━━━━━ Passage ━━━━━

What if you could choose your aging experience? Research is providing exciting evidence that we hold the key to aging well and living longer. There is nothing to go out and buy, because it’s all in your mind. It comes down to what you believe.
Your beliefs have a great deal to do with how you age. They can contribute to memory loss, just as they can help keep your memory intact. Your beliefs influence health conditions, functioning, and how your body reacts to toxins.
There was a study in which Japanese children who were highly allergic were exposed to poison ivy but told that it was an ordinary leaf. Believing the authority figure of a scientist, 85% of them had no reaction. Later, the children had a non-toxic leaf rubbed on their arm but were told that it was the dreaded poison ivy. This time, all of the children developed a rash. The cells in their body should have been able to distinguish poison ivy from a benign leaf, but what the children believed overrode their immune system. Their bodies responded according to their beliefs.
Can this happen with adults? Many people have described the placebo surgery experiments conducted by Dr. Bruce Moseley. In one, he recruited 180 patients suffering from knee pain and divided them into three groups. The first group had the full arthroscopic surgical procedure. The second group received half of the treatment. And the third group got an incision, a simulated surgery, and were sewn back up.

━━━━━ Information ━━━━━

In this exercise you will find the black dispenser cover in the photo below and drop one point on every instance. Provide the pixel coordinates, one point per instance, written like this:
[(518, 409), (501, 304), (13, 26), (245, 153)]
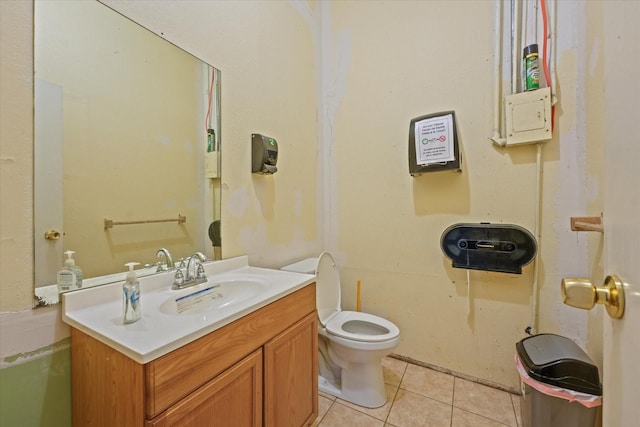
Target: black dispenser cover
[(264, 154), (556, 360), (504, 248)]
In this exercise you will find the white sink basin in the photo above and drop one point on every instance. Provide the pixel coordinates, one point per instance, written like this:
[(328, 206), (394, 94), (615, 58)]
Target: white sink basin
[(173, 318), (212, 295)]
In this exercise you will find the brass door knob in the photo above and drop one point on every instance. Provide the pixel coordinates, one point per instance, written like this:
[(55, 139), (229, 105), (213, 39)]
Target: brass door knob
[(582, 293)]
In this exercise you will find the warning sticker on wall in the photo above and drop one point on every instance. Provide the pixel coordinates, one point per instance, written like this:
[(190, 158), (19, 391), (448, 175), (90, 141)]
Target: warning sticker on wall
[(434, 140)]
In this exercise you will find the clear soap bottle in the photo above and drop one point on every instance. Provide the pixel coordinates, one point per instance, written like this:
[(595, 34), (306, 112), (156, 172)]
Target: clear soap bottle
[(66, 278), (131, 310), (77, 271)]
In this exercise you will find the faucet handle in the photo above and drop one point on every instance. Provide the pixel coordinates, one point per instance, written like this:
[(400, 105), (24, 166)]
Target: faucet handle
[(200, 271), (178, 279)]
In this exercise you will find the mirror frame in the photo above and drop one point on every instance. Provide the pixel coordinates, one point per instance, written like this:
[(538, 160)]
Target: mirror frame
[(46, 293)]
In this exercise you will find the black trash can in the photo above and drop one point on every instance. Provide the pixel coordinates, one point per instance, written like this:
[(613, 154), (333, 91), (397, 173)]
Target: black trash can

━━━━━

→ Problems and tasks
**1.** Please transcribe the passage on beliefs and aging from "There was a" to "to their beliefs.".
**2.** According to the passage on beliefs and aging, how many patients with knee pain did Dr. Bruce Moseley recruit?
These rows have nothing to do with the passage on beliefs and aging.

→ Answers to the exercise
**1.**
There was a study in which Japanese children who were highly allergic were exposed to poison ivy but told that it was an ordinary leaf. Believing the authority figure of a scientist, 85% of them had no reaction. Later, the children had a non-toxic leaf rubbed on their arm but were told that it was the dreaded poison ivy. This time, all of the children developed a rash. The cells in their body should have been able to distinguish poison ivy from a benign leaf, but what the children believed overrode their immune system. Their bodies responded according to their beliefs.

**2.** 180 patients.